What the exercise asks:
In the Botswana travel account, state what the information sheet in the tent rooms counts as an emergency.

Document text:
__________

The Limpopo Valley, Botswana, July 2011

Part 4

Abraham dropped us off near a small airstrip, where we were met by Jakes, one of the guides from Mashatu Tented Camp, driving a Toyota Landcruiser.  He immediately asked us which we liked better, the Landrover or the Landcruiser – we told him we would have to reserve judgment until we had spent more time in the Landcruiser.
     The Mashatu Game Reserve adjoins the Tuli Lodge area, but is far larger, around 75,000 acres.  Both are privately owned properties that are part of the greater Northern Tuli Game Reserve, which encompasses the very eastern-most tip of Botswana.  Jakes drove for almost an hour on the bumpy washboard gravel road, and he was moving right along.  At one junction there was an arrow pointing to our turnoff and a handmade sign labeled M1 – a tongue and cheek reference to the major British motorway with the same designation. 

      We drove through the bushveld, across flat barren plains.  After a while the landscape became more rolling, with denser brush and many big trees.  The hillier countryside was beautiful, and we crossed several small rivers.  It seemed to be the Land of the Giraffes; there were two big ones right in the road, and dozens of others along the way.  We were excited about this, because so far we had not spent as much time with giraffes as we would have liked.  

     We arrived at the Mashatu Tented Camp, where we were greeted by an older Motswana gentleman named Congo.  He gave us a welcome drink, and took us up a little path through the woods to Tent Number 1, which would be our home for the next three days.  It was a canvas tent set on a permanent concrete platform, with a small verandah in front and a bathroom and shower out back.  It was very nice, with electricity, running water, decent beds, nightstands, and a dresser.  Congo told us to keep the tent flap zipped tightly to keep the monkeys out, and to put our valuables and toiletry in the dresser drawers in case they got in anyway.  We noticed right away that our tent zipper wouldn’t actually fasten; we hoped this wouldn’t be a problem.
     There was an electric fence around the camp, which we were told would hopefully keep out the elephants, but would not deter lions and hyenas.  We were instructed not to leave our tents during the night.  Each tent room was equipped with an air horn in case of emergency; the information sheet in our rooms said that animals outside your tent do not constitute an emergency; animals in your tent do. 
     We unpacked our bags and went outside to explore.  We paid our respects to a bushbuck that lay in the underbrush just a few feet from our door, unconcerned by our presence.  We went down a path to a gate in the perimeter fence, and then crossed the dry streambed between high protective stone walls to the Hide, a camouflaged shelter built beside a water hole, where one can sit and observe the animals as they come to drink.  There were several serious looking photographers there; we quietly sat down in the empty chairs, and waited and watched.  A herd of impala came down for water; they seemed to sense our presence and were wary at first, but soon seemed to gain confidence from safety in numbers.

__________

Source information:
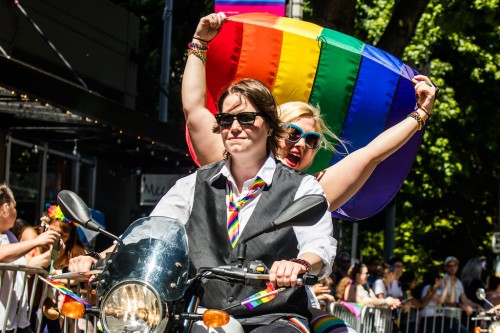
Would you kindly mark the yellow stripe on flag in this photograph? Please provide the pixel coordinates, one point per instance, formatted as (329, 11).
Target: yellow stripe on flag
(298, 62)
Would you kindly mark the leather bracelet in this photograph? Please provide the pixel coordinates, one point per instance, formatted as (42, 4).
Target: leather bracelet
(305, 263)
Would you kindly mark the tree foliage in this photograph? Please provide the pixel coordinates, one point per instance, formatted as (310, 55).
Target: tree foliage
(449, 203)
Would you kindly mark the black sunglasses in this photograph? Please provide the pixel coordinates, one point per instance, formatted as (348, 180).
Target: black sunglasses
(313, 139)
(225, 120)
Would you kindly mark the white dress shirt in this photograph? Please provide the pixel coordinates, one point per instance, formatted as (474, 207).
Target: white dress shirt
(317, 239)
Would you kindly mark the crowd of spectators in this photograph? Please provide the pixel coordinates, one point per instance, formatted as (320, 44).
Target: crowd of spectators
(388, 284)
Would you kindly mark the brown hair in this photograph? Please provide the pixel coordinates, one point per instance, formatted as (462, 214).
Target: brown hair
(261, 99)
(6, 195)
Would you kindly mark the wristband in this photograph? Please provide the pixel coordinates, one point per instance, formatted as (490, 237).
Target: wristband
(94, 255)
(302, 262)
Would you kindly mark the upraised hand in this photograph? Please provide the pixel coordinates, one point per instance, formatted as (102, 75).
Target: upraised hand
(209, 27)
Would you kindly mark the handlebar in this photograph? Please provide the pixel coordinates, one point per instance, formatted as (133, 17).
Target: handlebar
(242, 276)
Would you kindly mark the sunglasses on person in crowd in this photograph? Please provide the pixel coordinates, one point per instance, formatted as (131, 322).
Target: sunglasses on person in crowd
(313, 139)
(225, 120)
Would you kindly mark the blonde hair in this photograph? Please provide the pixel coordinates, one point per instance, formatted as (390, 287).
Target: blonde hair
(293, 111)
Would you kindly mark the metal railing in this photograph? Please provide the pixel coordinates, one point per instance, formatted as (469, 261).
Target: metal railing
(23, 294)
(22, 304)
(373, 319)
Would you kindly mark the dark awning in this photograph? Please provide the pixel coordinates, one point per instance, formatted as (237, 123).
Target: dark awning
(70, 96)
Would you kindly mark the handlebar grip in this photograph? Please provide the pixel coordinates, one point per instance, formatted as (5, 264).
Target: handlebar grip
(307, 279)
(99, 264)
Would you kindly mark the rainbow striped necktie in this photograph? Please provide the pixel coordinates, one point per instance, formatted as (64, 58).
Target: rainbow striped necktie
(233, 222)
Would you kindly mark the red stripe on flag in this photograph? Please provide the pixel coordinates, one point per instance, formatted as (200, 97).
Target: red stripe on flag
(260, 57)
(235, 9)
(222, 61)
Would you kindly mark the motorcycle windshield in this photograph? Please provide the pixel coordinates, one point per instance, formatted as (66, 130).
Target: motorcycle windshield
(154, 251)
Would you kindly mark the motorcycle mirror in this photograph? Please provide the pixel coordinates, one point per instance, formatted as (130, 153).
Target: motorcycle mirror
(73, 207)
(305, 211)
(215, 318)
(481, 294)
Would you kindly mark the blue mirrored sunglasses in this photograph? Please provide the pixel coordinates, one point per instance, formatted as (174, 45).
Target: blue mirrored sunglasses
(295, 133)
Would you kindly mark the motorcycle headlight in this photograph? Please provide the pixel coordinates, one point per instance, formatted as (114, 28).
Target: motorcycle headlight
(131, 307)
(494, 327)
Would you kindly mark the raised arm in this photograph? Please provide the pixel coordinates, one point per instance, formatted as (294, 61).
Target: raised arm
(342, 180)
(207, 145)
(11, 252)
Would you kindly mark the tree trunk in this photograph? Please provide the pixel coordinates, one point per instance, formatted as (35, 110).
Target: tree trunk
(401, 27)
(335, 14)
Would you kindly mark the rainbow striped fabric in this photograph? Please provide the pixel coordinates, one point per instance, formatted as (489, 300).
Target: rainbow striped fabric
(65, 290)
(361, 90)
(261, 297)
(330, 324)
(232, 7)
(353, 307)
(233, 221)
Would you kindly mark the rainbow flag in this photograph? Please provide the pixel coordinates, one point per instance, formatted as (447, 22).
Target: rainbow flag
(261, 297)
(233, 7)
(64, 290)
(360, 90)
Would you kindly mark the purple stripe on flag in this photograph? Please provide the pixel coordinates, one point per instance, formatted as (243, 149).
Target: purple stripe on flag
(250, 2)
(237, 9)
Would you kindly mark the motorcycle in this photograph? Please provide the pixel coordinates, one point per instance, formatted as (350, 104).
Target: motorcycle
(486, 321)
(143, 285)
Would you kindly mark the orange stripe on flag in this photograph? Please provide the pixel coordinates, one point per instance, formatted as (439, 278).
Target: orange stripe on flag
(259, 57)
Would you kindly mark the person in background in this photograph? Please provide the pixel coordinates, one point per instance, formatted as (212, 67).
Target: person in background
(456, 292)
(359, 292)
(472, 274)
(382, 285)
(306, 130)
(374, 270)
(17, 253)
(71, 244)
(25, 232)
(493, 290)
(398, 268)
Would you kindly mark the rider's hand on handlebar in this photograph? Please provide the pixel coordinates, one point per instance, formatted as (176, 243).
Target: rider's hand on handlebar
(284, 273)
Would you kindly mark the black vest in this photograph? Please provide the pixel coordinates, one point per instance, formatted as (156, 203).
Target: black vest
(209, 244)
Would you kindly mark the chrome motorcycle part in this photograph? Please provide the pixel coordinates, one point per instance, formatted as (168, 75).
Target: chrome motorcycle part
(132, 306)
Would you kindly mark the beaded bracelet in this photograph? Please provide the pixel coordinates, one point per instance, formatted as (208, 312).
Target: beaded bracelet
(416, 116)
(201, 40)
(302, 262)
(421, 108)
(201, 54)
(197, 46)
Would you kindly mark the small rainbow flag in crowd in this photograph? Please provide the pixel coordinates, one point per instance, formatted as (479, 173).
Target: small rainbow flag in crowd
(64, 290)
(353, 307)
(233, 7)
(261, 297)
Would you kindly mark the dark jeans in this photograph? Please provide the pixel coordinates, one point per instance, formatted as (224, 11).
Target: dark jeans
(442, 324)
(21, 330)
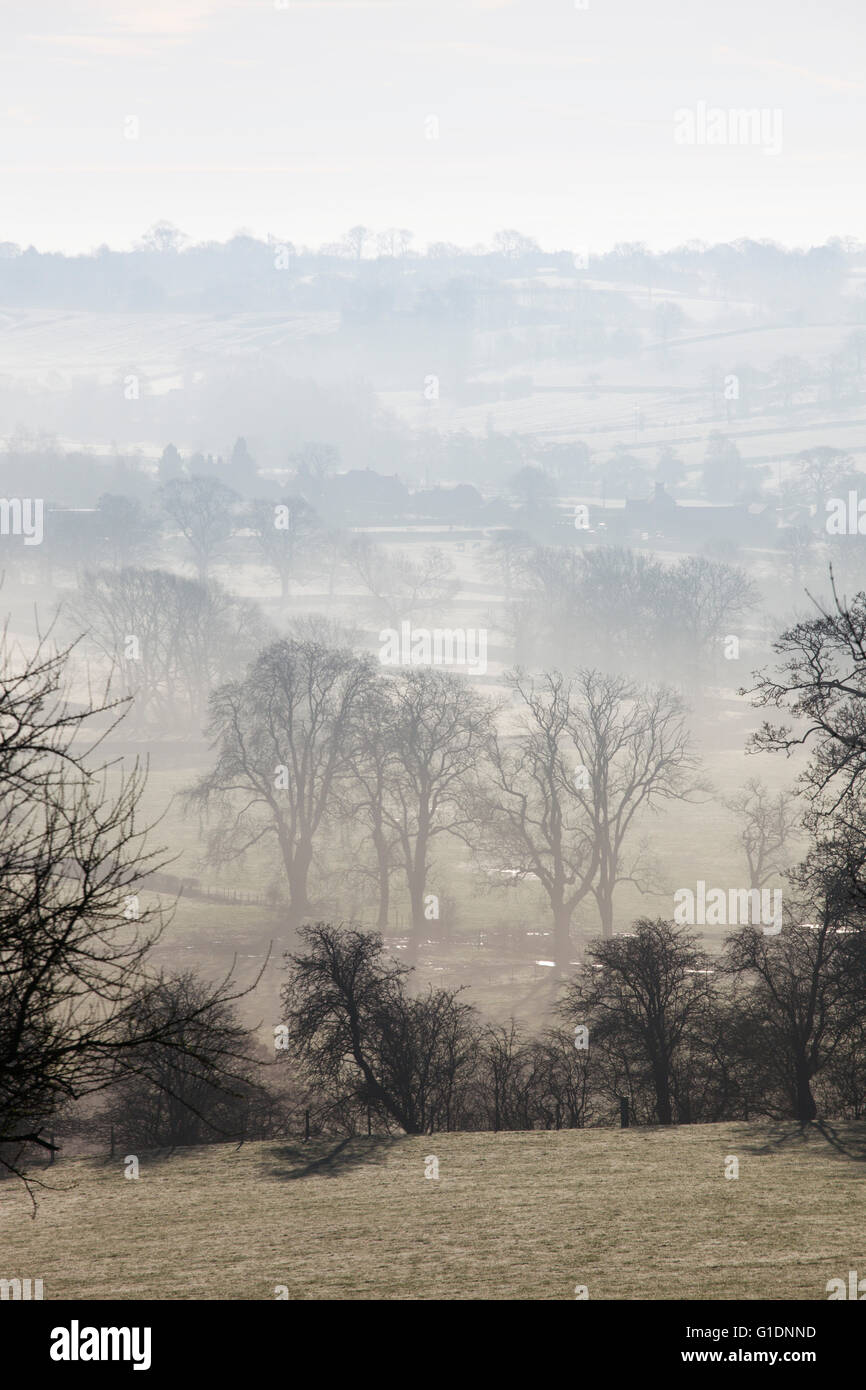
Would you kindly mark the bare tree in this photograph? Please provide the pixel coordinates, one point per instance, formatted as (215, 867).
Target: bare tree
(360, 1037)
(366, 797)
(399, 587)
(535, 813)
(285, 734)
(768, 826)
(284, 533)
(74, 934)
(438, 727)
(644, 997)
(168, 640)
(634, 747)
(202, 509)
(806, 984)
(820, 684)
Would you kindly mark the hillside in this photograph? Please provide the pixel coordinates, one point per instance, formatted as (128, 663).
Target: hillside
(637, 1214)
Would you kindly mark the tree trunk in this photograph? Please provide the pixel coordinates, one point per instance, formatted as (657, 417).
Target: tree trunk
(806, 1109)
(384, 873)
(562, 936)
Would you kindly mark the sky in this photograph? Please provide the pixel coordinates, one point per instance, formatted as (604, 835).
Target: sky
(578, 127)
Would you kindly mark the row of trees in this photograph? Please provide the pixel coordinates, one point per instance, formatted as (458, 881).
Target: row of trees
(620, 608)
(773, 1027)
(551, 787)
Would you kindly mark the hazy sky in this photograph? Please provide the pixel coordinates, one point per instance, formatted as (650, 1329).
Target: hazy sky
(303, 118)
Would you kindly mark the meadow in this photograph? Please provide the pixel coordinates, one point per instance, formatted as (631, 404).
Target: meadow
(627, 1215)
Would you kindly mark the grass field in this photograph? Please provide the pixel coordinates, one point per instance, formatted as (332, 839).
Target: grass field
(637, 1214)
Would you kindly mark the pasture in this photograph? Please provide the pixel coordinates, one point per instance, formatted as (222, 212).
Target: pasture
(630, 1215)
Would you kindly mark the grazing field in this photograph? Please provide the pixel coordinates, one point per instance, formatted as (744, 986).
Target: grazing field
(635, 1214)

__________

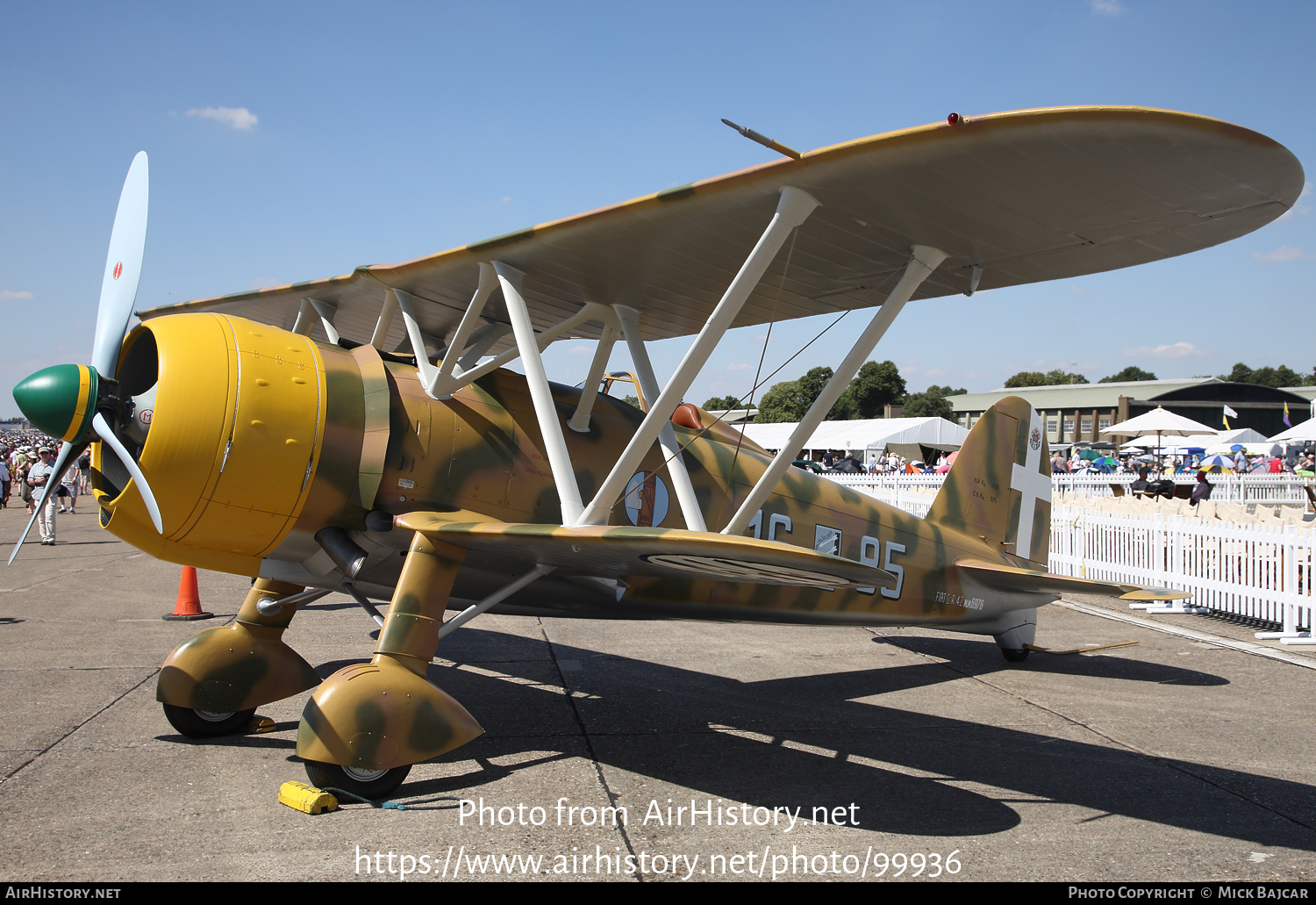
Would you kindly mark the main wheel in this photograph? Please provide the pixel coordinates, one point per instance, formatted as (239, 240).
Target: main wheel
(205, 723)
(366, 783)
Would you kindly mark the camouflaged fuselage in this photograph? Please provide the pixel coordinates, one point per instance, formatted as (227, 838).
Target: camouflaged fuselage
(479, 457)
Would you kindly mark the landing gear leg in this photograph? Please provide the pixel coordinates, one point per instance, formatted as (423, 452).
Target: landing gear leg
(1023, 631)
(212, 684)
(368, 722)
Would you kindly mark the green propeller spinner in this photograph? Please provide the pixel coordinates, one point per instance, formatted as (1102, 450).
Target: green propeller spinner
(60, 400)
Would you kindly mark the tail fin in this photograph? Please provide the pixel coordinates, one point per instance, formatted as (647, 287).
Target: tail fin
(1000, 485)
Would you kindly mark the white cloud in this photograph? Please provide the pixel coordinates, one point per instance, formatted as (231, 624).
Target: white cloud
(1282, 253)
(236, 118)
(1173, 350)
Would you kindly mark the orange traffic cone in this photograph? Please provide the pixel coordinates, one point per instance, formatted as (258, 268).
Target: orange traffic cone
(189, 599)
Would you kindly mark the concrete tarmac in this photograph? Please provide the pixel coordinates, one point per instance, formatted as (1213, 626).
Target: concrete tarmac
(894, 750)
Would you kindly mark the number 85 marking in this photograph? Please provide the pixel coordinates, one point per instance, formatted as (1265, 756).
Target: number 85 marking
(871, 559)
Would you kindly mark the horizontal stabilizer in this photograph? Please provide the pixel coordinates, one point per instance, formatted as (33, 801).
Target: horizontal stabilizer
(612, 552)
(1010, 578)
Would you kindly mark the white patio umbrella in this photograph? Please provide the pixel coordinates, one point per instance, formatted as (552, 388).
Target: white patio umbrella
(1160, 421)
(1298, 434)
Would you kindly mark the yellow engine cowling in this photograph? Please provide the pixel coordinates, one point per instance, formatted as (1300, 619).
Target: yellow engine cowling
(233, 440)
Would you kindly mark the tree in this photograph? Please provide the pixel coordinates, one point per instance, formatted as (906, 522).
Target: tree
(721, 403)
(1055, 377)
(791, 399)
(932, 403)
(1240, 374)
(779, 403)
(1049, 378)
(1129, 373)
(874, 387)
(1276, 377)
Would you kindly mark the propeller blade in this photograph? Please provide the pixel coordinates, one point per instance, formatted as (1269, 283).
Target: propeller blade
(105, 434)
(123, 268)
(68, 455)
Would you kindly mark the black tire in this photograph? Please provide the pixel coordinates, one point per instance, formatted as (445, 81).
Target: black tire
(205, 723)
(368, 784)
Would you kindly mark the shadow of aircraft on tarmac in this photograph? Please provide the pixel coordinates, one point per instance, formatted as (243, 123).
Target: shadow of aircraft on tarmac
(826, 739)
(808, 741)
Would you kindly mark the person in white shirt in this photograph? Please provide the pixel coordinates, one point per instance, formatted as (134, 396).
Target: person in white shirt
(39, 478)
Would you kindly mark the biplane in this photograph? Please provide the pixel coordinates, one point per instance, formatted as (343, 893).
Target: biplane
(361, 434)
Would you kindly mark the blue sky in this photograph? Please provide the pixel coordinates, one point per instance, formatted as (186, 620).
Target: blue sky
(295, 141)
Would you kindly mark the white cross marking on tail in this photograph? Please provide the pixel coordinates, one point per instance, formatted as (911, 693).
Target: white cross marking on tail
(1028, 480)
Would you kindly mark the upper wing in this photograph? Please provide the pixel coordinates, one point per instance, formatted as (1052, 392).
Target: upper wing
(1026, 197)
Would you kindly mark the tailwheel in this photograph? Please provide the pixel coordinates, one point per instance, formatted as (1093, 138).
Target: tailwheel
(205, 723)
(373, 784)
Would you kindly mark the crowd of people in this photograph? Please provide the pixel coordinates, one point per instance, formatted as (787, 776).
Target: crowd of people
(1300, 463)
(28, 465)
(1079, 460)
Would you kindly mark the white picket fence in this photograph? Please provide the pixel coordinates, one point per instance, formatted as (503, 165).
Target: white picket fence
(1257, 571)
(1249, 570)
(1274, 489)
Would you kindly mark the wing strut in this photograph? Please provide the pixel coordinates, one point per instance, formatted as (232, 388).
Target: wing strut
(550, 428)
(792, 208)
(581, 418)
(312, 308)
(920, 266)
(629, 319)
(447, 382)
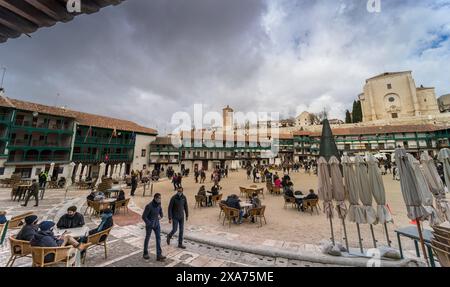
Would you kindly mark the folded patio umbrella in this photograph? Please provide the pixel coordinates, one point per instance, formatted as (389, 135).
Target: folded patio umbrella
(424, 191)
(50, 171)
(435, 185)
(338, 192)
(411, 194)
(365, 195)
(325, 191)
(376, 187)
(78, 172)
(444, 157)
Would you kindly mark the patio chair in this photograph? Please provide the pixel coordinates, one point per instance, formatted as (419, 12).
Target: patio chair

__________

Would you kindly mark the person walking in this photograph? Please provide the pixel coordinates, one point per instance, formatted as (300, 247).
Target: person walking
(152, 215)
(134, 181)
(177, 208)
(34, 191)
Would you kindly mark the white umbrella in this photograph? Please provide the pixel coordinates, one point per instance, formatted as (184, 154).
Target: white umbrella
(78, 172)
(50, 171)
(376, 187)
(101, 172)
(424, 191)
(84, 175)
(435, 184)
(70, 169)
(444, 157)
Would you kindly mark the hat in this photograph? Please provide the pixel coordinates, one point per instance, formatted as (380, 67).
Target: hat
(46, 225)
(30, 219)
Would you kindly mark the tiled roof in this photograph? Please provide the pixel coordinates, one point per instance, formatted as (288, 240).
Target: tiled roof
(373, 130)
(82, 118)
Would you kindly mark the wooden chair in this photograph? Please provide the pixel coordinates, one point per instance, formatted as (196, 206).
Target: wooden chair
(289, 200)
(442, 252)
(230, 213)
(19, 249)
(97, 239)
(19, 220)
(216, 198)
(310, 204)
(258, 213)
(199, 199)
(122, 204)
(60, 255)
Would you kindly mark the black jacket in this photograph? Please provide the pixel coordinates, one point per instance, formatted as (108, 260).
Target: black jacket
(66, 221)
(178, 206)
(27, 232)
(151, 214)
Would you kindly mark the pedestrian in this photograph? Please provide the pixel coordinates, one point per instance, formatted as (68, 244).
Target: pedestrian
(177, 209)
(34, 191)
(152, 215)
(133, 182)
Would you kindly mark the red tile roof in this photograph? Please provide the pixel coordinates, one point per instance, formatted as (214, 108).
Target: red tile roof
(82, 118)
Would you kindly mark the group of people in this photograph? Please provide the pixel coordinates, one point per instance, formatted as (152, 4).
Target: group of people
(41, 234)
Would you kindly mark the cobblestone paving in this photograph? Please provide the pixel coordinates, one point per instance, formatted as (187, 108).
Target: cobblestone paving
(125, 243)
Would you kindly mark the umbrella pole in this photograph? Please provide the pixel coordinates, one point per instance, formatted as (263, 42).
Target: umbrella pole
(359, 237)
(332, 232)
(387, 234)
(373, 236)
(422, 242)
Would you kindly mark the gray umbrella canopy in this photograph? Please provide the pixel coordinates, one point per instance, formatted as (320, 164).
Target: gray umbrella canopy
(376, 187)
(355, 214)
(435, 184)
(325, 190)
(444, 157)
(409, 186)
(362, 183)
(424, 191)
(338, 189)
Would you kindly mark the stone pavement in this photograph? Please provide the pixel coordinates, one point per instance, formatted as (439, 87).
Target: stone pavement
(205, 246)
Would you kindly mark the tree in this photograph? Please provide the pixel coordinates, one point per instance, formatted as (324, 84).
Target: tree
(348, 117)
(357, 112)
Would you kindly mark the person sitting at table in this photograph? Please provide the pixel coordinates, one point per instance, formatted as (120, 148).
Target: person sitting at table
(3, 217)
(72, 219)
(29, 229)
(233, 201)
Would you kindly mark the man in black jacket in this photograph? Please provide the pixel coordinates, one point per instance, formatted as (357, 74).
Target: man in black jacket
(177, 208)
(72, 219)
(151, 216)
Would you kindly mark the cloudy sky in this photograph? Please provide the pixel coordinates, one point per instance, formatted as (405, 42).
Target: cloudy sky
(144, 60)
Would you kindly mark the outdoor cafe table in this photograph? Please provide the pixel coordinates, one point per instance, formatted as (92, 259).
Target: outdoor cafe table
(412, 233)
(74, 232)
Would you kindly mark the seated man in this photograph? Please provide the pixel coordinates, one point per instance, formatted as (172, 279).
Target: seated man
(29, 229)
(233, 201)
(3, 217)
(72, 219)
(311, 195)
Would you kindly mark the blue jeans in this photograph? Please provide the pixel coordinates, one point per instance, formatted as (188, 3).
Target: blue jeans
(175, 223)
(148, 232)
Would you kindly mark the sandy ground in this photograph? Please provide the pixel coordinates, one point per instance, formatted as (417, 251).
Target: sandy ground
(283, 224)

__________

Answer:
Animals in your tent.